● Records supplied:
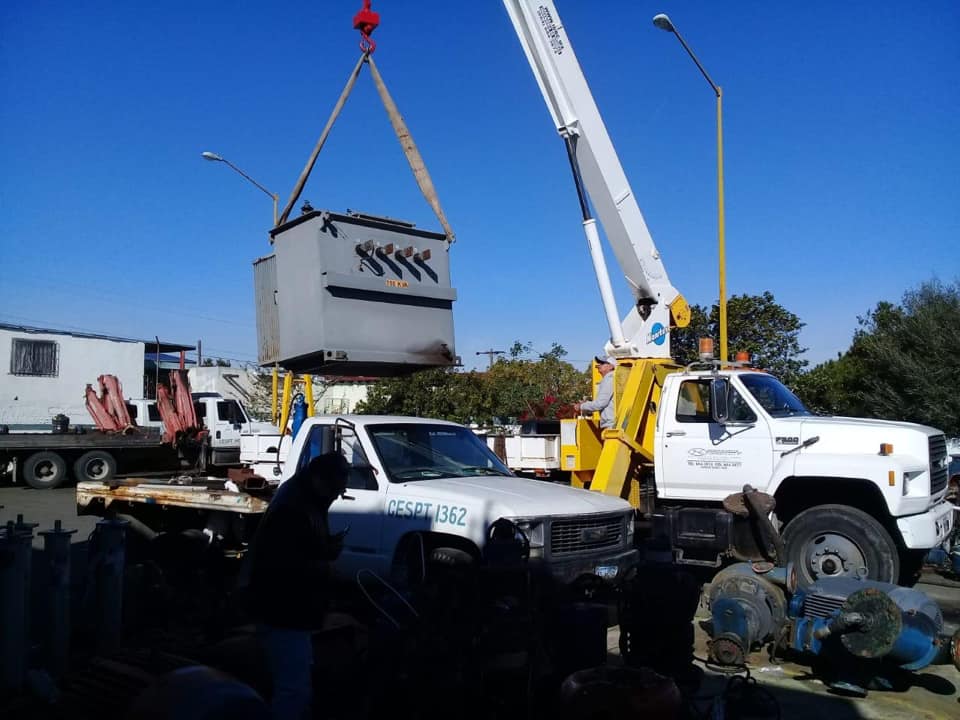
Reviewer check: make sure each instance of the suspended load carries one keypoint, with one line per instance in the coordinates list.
(352, 294)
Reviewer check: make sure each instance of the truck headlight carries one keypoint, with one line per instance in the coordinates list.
(533, 529)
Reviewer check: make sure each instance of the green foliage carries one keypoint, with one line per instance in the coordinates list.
(513, 388)
(756, 324)
(903, 363)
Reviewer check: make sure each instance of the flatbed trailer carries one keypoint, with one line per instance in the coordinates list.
(44, 460)
(179, 504)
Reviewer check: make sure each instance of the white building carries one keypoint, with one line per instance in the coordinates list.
(340, 395)
(44, 372)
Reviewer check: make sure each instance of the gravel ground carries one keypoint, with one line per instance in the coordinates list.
(934, 694)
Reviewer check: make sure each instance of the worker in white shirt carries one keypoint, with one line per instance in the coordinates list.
(603, 399)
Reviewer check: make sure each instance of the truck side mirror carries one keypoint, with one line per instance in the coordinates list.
(719, 392)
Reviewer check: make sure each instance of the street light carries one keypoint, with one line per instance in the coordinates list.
(664, 23)
(213, 157)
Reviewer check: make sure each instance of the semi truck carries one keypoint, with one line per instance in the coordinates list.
(46, 460)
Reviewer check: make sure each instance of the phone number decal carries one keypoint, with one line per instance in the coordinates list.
(439, 513)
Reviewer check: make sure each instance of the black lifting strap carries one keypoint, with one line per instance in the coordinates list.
(410, 151)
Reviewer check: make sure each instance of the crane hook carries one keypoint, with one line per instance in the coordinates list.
(366, 21)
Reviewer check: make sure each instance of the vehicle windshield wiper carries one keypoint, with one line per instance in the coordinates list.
(483, 470)
(409, 473)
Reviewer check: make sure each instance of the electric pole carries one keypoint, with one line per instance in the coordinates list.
(490, 354)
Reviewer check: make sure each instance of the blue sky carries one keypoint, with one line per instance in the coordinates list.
(840, 120)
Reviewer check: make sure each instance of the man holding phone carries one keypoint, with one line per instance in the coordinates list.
(290, 577)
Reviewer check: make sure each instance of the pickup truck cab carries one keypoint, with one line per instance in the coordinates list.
(417, 490)
(226, 419)
(418, 486)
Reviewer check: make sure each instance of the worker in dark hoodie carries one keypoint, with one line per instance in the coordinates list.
(290, 578)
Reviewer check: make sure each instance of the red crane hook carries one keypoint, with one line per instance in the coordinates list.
(366, 21)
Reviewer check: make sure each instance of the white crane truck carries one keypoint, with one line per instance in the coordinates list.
(854, 497)
(859, 498)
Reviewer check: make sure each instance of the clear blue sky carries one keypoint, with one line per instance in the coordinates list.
(842, 156)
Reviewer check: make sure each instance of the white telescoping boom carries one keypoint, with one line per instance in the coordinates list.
(645, 331)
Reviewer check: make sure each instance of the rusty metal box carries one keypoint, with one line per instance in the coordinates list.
(352, 294)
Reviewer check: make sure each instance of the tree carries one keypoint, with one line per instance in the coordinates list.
(756, 324)
(542, 388)
(514, 388)
(437, 393)
(904, 361)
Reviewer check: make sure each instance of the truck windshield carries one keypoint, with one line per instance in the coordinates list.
(419, 451)
(773, 395)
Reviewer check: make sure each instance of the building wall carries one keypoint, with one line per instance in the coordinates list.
(32, 401)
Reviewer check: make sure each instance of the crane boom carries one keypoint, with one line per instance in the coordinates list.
(658, 306)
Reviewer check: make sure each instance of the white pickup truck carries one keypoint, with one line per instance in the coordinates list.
(416, 487)
(226, 419)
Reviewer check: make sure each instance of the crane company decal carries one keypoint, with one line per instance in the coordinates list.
(550, 30)
(438, 513)
(713, 459)
(658, 334)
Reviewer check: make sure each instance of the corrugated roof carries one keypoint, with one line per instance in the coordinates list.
(151, 344)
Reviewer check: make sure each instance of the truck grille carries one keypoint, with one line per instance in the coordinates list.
(938, 468)
(821, 605)
(585, 535)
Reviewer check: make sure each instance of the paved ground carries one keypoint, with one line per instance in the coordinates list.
(934, 694)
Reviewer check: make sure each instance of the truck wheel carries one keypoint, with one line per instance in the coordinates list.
(95, 465)
(840, 541)
(44, 470)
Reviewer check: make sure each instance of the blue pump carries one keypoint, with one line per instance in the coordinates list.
(856, 633)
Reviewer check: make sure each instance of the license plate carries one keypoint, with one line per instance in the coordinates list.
(607, 572)
(944, 525)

● The task: Pictures aside, repeat every entry exactly as written.

● Answer box:
Reviewer check: make sure each instance of the suspended load carries one keypoint, with one line per instance in the coordinates list.
(352, 294)
Reviewer check: make sure each instance of the truck headlight carries one keypoint, with one line per instance in the coordinates list.
(533, 529)
Reviewer check: make sure each instance of the green foliage carries one keypoint, with one line per instance in the coordinates list.
(513, 388)
(756, 324)
(903, 363)
Reviewer check: make sure each instance of the flatbed trailer carries one keypoint, with one line per instance in the coordinates list.
(44, 460)
(179, 504)
Reviewer check: make sure each instance of the white building carries one keypoint, with one line per instance in the coordinates list.
(340, 395)
(44, 372)
Reviewer check: make sure each instance of the gravel ground carries one keypoint, with one line per instance in the coordinates list.
(934, 694)
Reviewer check: make sure each instance of the worker in white shirt carries one keypoint, with one line per instance in the coordinates list.
(603, 399)
Reviewer check: make sure each instance of the truck side mirror carries one keypoint, with one line per instance in the coordinates list.
(719, 392)
Reviewer check: make sure each instance of the street light carries one keypoint, with one line per instance in the coordinates list.
(664, 23)
(213, 157)
Reviewer check: make sure each instance of the semi truck carries one keypoint, with one line per instance in the coordinates list.
(46, 460)
Reviewer check: make sure each instance of the phone number decal carries one keypoint, with one line per instance in the coordinates list.
(439, 513)
Reviewer check: make sure each instance of the black lifting strap carries one keypoint, with one line per instance in the coordinates list.
(410, 151)
Reviewer check: make sure each instance of the crane hook carries one keypoint, with one line per instance in the coordinates list.
(366, 21)
Reviewer check: make sure each instance of the vehicle windshield wiper carries one keypoint, with one line per instance in the coordinates list.
(483, 470)
(409, 473)
Reviewer check: make sure each instance of the electric pole carries one keypoint, with one line per instance in the coordinates list.
(490, 354)
Reviewer check: make sure each instance of the blue sky carries one keypoint, with one line per instance in the coordinates list.
(840, 120)
Reviewer check: make sure each instance of the man holding phone carries one keypoint, with one line per instance in the coordinates list.
(290, 577)
Reviewer check: make sure each instance of the pickup truck cab carries one keypoint, with one line per instance in the coordinates list.
(417, 490)
(226, 419)
(418, 486)
Reviewer check: make sure each instance of the worker in dark hoodie carries one keypoint, with one line per instance in the coordinates list.
(290, 578)
Reviewer check: make sure each instance of the red crane hook carries one keypoint, with one line per instance in the coordinates list.
(366, 21)
Reviewer check: make sure each instance of the white crane truck carries one keypoint, with one line per instance in the coordinates list.
(854, 497)
(859, 498)
Reviewer check: make sure each instance of the clear blue sky carries one keypoint, with one line per instance in the coordinates list.
(842, 156)
Reviewer check: make sure each instance of the white telescoping boom carries one keypoint, with one line per instance in the coordinates list.
(645, 331)
Reviewer check: make sure each instance of the rusty metal box carries one keypoint, with one line per instance in the coordinates list.
(352, 294)
Reviewer check: make sure each instance of the tree carries one keypoint, with one line per instance in the coordinates list.
(756, 324)
(542, 388)
(514, 388)
(437, 393)
(904, 361)
Reviewer check: make sure each instance of the truck windshield carries one keypoint, with one line per instance in the coordinates list.
(419, 451)
(773, 395)
Reviewer check: make sure each instance of the building wall carries one keypoint, with one line per instance in the coordinates list.
(32, 401)
Reviewer check: make sure each instance of the crane boom carries one keypoint, with one line per instance in the coordinates list.
(658, 306)
Reviewer check: make sure each instance of the white pickup truck carries one keypoint, with one line per instance in the coordinates list.
(416, 487)
(226, 419)
Reviewer check: make sure each instance of the crane company decal carries one keypoint, with one line per instance in the coordinates list.
(550, 30)
(438, 513)
(713, 459)
(658, 334)
Reviewer check: make sure each instance of the corrugated roof carries one keypoint, with one line per instance in the coordinates list.
(151, 344)
Reviewer check: make sure each instance of the truck grille carries one keypoint, with one line per instance in the coordinates list.
(938, 468)
(821, 605)
(585, 535)
Reviewer check: make sure each instance of the paved ground carries one keypoint, with one line per instance in the coordinates list.
(934, 694)
Reviewer check: make sure each instance of the truck wheel carries one keypoint, with one line per instance in the coordinates list.
(95, 465)
(840, 541)
(44, 470)
Reviewer check: make sure each instance of the blue pump carries one keypoint, with one line per instance in the coordinates list.
(856, 633)
Reviewer check: make sure each instance of the license plate carries one keypoint, with one line per instance in the coordinates list.
(607, 572)
(944, 525)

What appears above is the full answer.